→ TASK DIRECTIONS:
Print each of the following rows verbatim, with no changes.

→ RECORDS FOR THIS EXERCISE:
★ ★ ★ ★ ★

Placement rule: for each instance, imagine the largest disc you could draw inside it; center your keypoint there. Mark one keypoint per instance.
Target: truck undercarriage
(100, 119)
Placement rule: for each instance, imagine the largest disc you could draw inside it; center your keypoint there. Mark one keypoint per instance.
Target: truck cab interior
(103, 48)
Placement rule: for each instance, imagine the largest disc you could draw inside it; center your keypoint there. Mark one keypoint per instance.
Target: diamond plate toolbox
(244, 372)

★ ★ ★ ★ ★

→ RESPONSE:
Placement rule: for each instance, imagine the largest disc you could draw inside it; center your keypoint there. Mark one keypoint per instance.
Target: truck undercarriage
(100, 119)
Placement rule: for each instance, imagine the largest disc you could draw inside it; center your keypoint there. Mark one keypoint per instance.
Target: truck cab interior
(103, 48)
Placement rule: for each instance, imagine the largest disc you could draw inside it; center your keypoint there. Mark one keypoint per instance.
Target: diamond plate toolbox
(244, 372)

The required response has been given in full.